(Shape boundary entries)
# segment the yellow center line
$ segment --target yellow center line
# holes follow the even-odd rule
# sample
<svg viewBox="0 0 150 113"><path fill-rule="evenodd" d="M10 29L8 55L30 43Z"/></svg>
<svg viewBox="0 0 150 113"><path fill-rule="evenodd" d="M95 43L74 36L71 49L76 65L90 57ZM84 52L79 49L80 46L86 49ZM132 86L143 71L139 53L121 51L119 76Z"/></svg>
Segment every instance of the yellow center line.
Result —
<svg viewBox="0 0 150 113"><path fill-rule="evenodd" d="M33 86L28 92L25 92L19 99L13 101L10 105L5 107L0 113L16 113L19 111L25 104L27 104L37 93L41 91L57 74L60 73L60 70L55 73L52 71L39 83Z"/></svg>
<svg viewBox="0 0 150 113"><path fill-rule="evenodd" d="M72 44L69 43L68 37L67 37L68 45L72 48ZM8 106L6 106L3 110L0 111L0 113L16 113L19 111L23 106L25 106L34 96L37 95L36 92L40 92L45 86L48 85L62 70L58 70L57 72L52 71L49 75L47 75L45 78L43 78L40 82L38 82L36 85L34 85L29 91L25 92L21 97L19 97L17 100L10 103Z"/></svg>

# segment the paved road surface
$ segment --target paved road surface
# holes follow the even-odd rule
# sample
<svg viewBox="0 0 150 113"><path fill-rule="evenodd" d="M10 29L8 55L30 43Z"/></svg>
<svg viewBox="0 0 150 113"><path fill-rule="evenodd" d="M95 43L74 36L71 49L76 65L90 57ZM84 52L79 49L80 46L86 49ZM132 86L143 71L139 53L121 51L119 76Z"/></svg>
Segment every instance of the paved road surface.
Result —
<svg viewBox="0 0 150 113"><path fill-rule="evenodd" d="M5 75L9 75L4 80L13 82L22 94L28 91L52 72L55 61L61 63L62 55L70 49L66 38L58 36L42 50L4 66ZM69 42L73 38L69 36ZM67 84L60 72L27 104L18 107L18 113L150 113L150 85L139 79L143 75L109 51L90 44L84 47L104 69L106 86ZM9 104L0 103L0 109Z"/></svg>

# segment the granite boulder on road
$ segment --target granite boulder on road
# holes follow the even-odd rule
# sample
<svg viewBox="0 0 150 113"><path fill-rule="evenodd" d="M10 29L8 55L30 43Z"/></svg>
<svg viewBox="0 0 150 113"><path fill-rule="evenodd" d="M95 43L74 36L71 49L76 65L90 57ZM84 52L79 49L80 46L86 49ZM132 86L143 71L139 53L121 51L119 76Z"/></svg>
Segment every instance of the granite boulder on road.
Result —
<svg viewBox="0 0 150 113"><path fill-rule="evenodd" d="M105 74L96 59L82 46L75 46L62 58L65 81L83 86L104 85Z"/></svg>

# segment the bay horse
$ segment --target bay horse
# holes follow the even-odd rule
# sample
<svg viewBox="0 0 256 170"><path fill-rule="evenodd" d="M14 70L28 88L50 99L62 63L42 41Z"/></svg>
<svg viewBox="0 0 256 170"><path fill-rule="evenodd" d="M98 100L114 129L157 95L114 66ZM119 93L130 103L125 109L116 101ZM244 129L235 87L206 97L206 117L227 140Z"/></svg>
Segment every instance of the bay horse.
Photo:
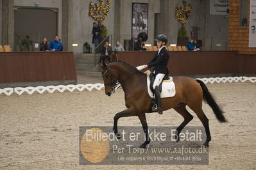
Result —
<svg viewBox="0 0 256 170"><path fill-rule="evenodd" d="M118 120L122 117L137 116L142 125L146 139L140 148L145 148L150 142L145 113L148 112L151 103L151 98L148 93L147 75L121 61L98 65L102 72L105 94L110 96L117 84L121 84L124 92L125 105L127 109L115 114L114 117L113 131L117 138L121 138L117 130ZM209 146L211 137L209 120L202 109L202 102L204 100L210 105L220 122L226 122L221 108L217 104L203 82L185 77L174 77L173 82L176 88L175 95L170 98L161 98L161 102L163 111L173 108L184 118L183 121L176 129L176 141L179 141L180 132L193 118L186 109L185 106L187 105L202 122L207 135L204 145Z"/></svg>

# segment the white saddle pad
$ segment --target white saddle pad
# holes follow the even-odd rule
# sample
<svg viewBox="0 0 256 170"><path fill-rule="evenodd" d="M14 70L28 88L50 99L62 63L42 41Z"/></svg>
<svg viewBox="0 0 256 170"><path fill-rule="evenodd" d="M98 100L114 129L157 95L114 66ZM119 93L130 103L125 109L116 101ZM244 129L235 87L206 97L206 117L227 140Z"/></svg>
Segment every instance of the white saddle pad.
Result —
<svg viewBox="0 0 256 170"><path fill-rule="evenodd" d="M153 92L150 89L150 79L149 76L147 76L147 84L148 84L148 95L151 98L153 98ZM172 78L170 77L171 79ZM162 84L162 92L160 93L161 98L172 97L175 95L175 84L173 81L164 81Z"/></svg>

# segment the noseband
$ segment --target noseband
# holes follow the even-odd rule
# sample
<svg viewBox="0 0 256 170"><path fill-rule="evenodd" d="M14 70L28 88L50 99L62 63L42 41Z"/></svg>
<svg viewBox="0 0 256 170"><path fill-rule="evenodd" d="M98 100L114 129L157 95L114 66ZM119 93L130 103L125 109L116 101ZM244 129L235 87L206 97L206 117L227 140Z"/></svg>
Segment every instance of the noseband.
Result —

__GIVEN REQUEST__. Put every line of the rows above into a numbered list, dropping the blank lines. Leave the pictures out of your answer.

__ANSWER FOR THIS EXERCISE__.
1. # segment the yellow center line
2. $ segment --target yellow center line
3. # holes follow the even-odd rule
4. # sample
5. <svg viewBox="0 0 150 113"><path fill-rule="evenodd" d="M10 29L8 55L30 43Z"/></svg>
6. <svg viewBox="0 0 150 113"><path fill-rule="evenodd" d="M95 43L74 36L71 49L76 65L90 57ZM84 52L79 49L80 46L86 49ZM132 86L143 71L139 53L121 51L119 76Z"/></svg>
7. Segment every instance of the yellow center line.
8. Result —
9. <svg viewBox="0 0 150 113"><path fill-rule="evenodd" d="M33 86L28 92L25 92L19 99L13 101L10 105L5 107L0 113L16 113L19 111L25 104L27 104L37 93L41 91L57 74L60 73L60 70L55 73L52 71L39 83Z"/></svg>
10. <svg viewBox="0 0 150 113"><path fill-rule="evenodd" d="M72 44L69 43L68 37L67 37L68 45L72 48ZM8 106L6 106L3 110L0 111L0 113L16 113L19 111L23 106L25 106L34 96L37 95L36 92L40 92L45 86L48 85L62 70L58 70L57 72L52 71L49 75L47 75L45 78L43 78L40 82L38 82L36 85L34 85L29 91L25 92L21 97L19 97L17 100L10 103Z"/></svg>
11. # segment the paved road surface
12. $ segment --target paved road surface
13. # holes follow the even-odd rule
14. # sample
15. <svg viewBox="0 0 150 113"><path fill-rule="evenodd" d="M10 29L8 55L30 43Z"/></svg>
16. <svg viewBox="0 0 150 113"><path fill-rule="evenodd" d="M95 43L74 36L71 49L76 65L90 57ZM84 52L79 49L80 46L86 49ZM132 86L143 71L139 53L121 51L119 76Z"/></svg>
17. Segment every instance of the paved road surface.
18. Result —
19. <svg viewBox="0 0 150 113"><path fill-rule="evenodd" d="M5 75L9 75L4 80L13 82L22 94L28 91L52 72L55 61L61 63L62 55L70 49L66 38L58 36L42 50L4 66ZM69 42L73 38L69 36ZM67 84L60 72L27 104L18 107L18 113L150 113L150 85L139 79L143 75L109 51L90 44L84 47L104 69L106 86ZM9 104L0 103L0 109Z"/></svg>
20. # segment the granite boulder on road
21. $ segment --target granite boulder on road
22. # holes follow the even-odd rule
23. # sample
24. <svg viewBox="0 0 150 113"><path fill-rule="evenodd" d="M10 29L8 55L30 43Z"/></svg>
25. <svg viewBox="0 0 150 113"><path fill-rule="evenodd" d="M95 43L74 36L71 49L76 65L90 57ZM84 52L79 49L80 46L86 49ZM132 86L143 71L139 53L121 51L119 76Z"/></svg>
26. Segment every instance of the granite boulder on road.
27. Result —
28. <svg viewBox="0 0 150 113"><path fill-rule="evenodd" d="M105 74L96 59L82 46L75 46L62 58L65 81L83 86L104 85Z"/></svg>
29. # segment the bay horse
30. $ segment --target bay horse
31. # holes follow the even-odd rule
32. # sample
33. <svg viewBox="0 0 256 170"><path fill-rule="evenodd" d="M14 70L28 88L50 99L62 63L42 41Z"/></svg>
34. <svg viewBox="0 0 256 170"><path fill-rule="evenodd" d="M98 100L114 129L157 95L114 66ZM119 93L130 103L125 109L116 101ZM244 129L235 87L206 97L206 117L227 140Z"/></svg>
35. Segment every instance of the bay horse.
36. Photo:
37. Result —
38. <svg viewBox="0 0 256 170"><path fill-rule="evenodd" d="M118 120L122 117L137 116L142 125L146 139L140 148L145 148L150 142L145 113L148 112L151 103L151 98L148 93L147 75L121 61L98 65L102 72L105 94L110 96L117 84L121 84L124 92L125 105L127 109L115 114L114 117L113 131L117 138L121 138L117 130ZM209 146L211 137L209 120L202 109L202 102L204 100L210 105L220 122L226 122L221 108L217 104L203 82L185 77L174 77L173 82L176 88L175 95L170 98L161 98L161 102L163 111L173 108L184 118L183 121L176 129L176 141L179 141L180 132L193 118L186 109L185 106L187 105L202 122L207 135L204 145Z"/></svg>
39. # segment the white saddle pad
40. $ segment --target white saddle pad
41. # holes follow the even-odd rule
42. # sample
43. <svg viewBox="0 0 256 170"><path fill-rule="evenodd" d="M14 70L28 88L50 99L62 63L42 41Z"/></svg>
44. <svg viewBox="0 0 256 170"><path fill-rule="evenodd" d="M98 100L114 129L157 95L114 66ZM119 93L130 103L125 109L116 101ZM244 129L235 87L206 97L206 117L227 140Z"/></svg>
45. Segment every instance of the white saddle pad.
46. Result —
47. <svg viewBox="0 0 256 170"><path fill-rule="evenodd" d="M153 92L150 89L150 79L149 76L147 76L147 84L148 84L148 95L151 98L153 98ZM172 78L170 77L171 79ZM162 84L162 92L160 93L161 98L172 97L175 95L175 84L173 81L164 81Z"/></svg>
48. # segment the noseband
49. $ segment --target noseband
50. # holes follow the even-odd rule
51. # sample
52. <svg viewBox="0 0 256 170"><path fill-rule="evenodd" d="M14 70L28 88L50 99L62 63L42 41Z"/></svg>
53. <svg viewBox="0 0 256 170"><path fill-rule="evenodd" d="M98 100L114 129L157 95L114 66ZM119 93L130 103L125 109L116 101ZM244 129L235 87L206 97L206 117L227 140Z"/></svg>
54. Segment every instance of the noseband.
55. Result —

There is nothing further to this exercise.